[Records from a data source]
########

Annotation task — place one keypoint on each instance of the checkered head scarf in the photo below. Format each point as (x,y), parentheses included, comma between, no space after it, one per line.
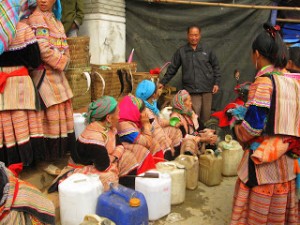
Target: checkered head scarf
(178,103)
(99,108)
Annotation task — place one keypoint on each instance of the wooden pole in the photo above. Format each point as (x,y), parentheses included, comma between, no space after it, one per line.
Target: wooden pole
(265,7)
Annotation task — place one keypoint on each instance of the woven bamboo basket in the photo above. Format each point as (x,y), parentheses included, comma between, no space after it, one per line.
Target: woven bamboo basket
(127,66)
(112,83)
(139,76)
(79,86)
(79,51)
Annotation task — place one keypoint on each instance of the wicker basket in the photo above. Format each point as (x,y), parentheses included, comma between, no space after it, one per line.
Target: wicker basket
(78,84)
(112,83)
(139,76)
(79,51)
(127,66)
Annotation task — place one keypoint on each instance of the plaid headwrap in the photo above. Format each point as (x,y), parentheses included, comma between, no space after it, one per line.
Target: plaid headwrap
(137,101)
(145,89)
(178,102)
(57,9)
(26,8)
(9,17)
(100,108)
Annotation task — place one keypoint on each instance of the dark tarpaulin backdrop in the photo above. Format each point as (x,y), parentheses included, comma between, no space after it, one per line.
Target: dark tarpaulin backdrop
(156,30)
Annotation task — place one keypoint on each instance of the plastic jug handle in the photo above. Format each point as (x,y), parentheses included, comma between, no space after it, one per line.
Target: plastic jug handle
(209,152)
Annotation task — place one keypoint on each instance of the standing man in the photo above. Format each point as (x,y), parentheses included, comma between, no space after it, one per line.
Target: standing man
(72,16)
(200,72)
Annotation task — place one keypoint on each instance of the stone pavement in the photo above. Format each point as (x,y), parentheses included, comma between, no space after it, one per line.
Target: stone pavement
(205,205)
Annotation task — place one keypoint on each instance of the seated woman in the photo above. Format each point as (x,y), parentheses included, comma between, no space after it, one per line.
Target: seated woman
(293,64)
(186,120)
(134,129)
(99,149)
(169,138)
(21,203)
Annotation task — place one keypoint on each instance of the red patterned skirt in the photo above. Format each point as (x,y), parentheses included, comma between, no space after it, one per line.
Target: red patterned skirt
(21,136)
(58,128)
(265,204)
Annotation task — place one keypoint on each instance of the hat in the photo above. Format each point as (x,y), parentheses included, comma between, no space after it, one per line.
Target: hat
(99,108)
(145,89)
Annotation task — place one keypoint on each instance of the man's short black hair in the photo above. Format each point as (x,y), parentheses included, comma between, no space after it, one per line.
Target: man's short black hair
(193,26)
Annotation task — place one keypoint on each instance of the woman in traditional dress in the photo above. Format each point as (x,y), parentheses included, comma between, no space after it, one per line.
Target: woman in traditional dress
(134,129)
(187,121)
(293,64)
(169,138)
(265,191)
(21,203)
(54,89)
(21,128)
(99,149)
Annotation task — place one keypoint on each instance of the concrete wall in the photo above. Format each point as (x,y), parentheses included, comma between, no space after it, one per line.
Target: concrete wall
(104,22)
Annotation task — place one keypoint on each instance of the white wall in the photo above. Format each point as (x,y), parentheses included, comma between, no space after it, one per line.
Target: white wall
(105,22)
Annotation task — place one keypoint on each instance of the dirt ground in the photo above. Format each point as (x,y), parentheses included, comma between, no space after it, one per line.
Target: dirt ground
(205,205)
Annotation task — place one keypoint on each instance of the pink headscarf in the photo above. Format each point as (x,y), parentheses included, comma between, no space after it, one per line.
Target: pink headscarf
(130,109)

########

▶ INSTRUCTIONS FOR THE TASK:
The records above need retyping in full. Omit the pictures, and change nothing else.

▶ EXERCISE RESULT:
Annotation task — place one keypoint on each instance of the checkered head scarf in the photo below. Format each point as (x,y), parentheses included, comma between, no space after it, one per line.
Target: checkered head scarf
(178,103)
(99,108)
Annotation task — place one keypoint on each instance of the wooden pole in the photo above. Format each point as (x,y), parentheses included, comma between, no space after it, one per line.
Target: wooden pole
(265,7)
Annotation task — place one keypoint on each instance of the woven bamboo basket in the photo above. Format each point as (x,y), parentheses included, comma between, no space after it, one per line.
Target: woven bamboo basket
(127,66)
(112,83)
(139,76)
(79,86)
(79,51)
Annotation task — place one keypoint on each instance of the wicker basket in the photo above. Format each point as (x,y), parentheses included, comma between, no space after it, one per line.
Target: wicker basket
(78,84)
(112,83)
(139,76)
(79,51)
(127,66)
Annotation task — place one keypoint on each instance of the plaid headwrap in the photo above. Format each point as (x,y), parentheses included, comma between, no space after it, one per line.
Target: plaid headwrap
(137,101)
(145,89)
(178,102)
(57,9)
(26,8)
(9,17)
(100,108)
Annotation task — place one keypoint on each instance of the dark tarpaulin backdrop in the photo above. Format each point as (x,y), parentheses included, comma between, no space after it, one per line.
Target: dark tarpaulin backdrop
(156,30)
Annotation task — place one keypoint on each instance of the plastic jug handle in the photo above. Format each point as (x,y), parentheses included, comma between, no space after it, one per line.
Target: plastic jug handle
(209,152)
Annotation task — place one keypoint on each instance of the standing man in the photo above. Format each point as (x,y), parentheses included, comma between, no space after it, one per line.
Target: standing man
(72,16)
(200,72)
Annotation task — place one keypoint on each instance of the stone pavement in the photo above. Format each point as (x,y), parentheses included, comma between, no space after it, one per line.
Target: stone pavement
(205,205)
Annotation task — place one keypoint on each instance of the seated woman in the photo above. Format each point as (x,y), parentheses included, comma between, no space after it, one per line.
Target: seated woman
(293,64)
(186,120)
(134,129)
(99,149)
(169,138)
(21,203)
Annotation task — place one keypoint on each instance of the red patterned skirt in the photo above. Format each point as (x,y), parentheses included, comma between, no space after it, one per line.
Target: red patterned skirt
(21,136)
(58,128)
(265,204)
Annotation task — place one keypoint on each instance of the hat in the photo above. Format each point as (x,y), parentheses included, comma between, no space after it, one per line.
Target: hat
(99,108)
(145,89)
Annotation task — place one keypoint on each instance of the man's short black hair in the photo above. Format each point as (x,y), parentheses included, comma between, no space after it, one per line.
Target: man's short black hair
(193,26)
Annotation task — place one keypoint on each instance of the woman in traditional dress in the photo above. Format each point as (x,y), parentheses included, comma between, no space after it, one per line.
Target: woman in traditional dress
(134,129)
(187,121)
(293,64)
(169,138)
(265,191)
(21,203)
(54,89)
(21,128)
(99,149)
Annotation task — place one keypoint on each instance of the concrete wall in the photo above. Format each point as (x,y), parentheses included, comma between, no space after it, one per line.
Target: concrete wall
(104,22)
Annotation task — place one keypoint on each instance of the white wall in the photo above. Format each point as (x,y), parentheses included, comma between, no space after it, one per line.
Target: white wall
(105,22)
Annotation task — place one keypoint on each instance of the dirt ground in the photo above. Format each point as (x,y), parentheses included, comma between, no space after it, one per line.
Target: dirt ground
(205,205)
Annotation task — place one keypoint on each instance of the pink headscarf in the photo above. Format each point as (x,y), parentheses included, comma between, no space after it, one per line.
Target: pink headscarf
(130,109)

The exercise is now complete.